- _TASK TO CARRY OUT_
Reproduce every record exactly.

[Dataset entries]

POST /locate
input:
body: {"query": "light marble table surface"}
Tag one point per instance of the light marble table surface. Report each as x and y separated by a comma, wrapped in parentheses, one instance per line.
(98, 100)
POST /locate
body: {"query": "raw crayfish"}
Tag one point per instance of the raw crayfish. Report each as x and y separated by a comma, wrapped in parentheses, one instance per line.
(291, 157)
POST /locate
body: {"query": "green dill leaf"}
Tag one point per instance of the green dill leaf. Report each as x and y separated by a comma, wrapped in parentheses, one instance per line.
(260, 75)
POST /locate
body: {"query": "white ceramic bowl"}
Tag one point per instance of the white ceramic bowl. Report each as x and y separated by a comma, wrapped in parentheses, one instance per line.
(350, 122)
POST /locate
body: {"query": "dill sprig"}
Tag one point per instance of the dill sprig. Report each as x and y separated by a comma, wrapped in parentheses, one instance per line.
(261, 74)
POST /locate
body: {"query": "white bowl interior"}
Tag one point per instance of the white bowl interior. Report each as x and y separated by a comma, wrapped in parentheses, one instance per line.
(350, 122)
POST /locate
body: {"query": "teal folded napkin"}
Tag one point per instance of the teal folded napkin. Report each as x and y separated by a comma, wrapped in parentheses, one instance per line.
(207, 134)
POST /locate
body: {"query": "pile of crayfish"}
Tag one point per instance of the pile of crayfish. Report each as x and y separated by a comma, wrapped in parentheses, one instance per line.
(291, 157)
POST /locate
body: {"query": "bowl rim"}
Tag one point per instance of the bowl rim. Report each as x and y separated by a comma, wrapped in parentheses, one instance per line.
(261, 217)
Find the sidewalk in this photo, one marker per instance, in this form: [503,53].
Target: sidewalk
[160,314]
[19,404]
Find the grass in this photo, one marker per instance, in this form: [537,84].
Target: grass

- _EXPECTED ANSWER_
POST /locate
input:
body: {"query": "light marble table surface"}
Tag one point per instance of the light marble table surface. Report each as x and y separated by a comma, wrapped in parentheses, one instance per line.
(98, 100)
POST /locate
body: {"query": "raw crayfish"}
Tag one point per instance of the raw crayfish. Report each as x and y separated by a comma, wrapped in parentheses, one instance per line.
(291, 157)
POST /locate
body: {"query": "green dill leaf"}
Tag one point per instance of the green dill leaf. Report each as x and y separated by a comma, wrapped in parentheses, one instance per line.
(260, 75)
POST /locate
body: {"query": "white ceramic bowl"}
Tag one point per instance of the white ceramic bowl. Report each as x and y separated by a comma, wrapped in parentheses, one instance per line.
(350, 122)
POST /locate
body: {"query": "dill sprig"}
Tag one point per instance of the dill sprig. Report each as x and y separated by a comma, wrapped in parentheses, one instance per line.
(261, 74)
POST /locate
body: {"query": "white bowl interior"}
Tag one point per instance of the white bowl interior. Report each as x and y separated by a comma, wrapped in parentheses, one instance per line.
(350, 122)
POST /locate
body: {"query": "teal folded napkin"}
Tag one point per instance of the teal folded napkin. Report each as x and y separated by a comma, wrapped in parentheses, one instance per line.
(207, 134)
POST /locate
body: {"query": "pile of crayfish"}
Tag one point per instance of the pile of crayfish. Report each as x and y separated by a comma, wrapped in parentheses, one instance per line.
(291, 157)
POST /locate
body: {"query": "bowl rim"}
Tag one point per instance of the bowl rim. Report each as x and y separated by a comma, wrapped in parentheses, one instance per line.
(261, 217)
Find the sidewalk in this photo, one marker per instance, in this form: [503,53].
Target: sidewalk
[160,314]
[19,404]
Find the grass in this photo, one marker per instance, in this form: [537,84].
Target: grass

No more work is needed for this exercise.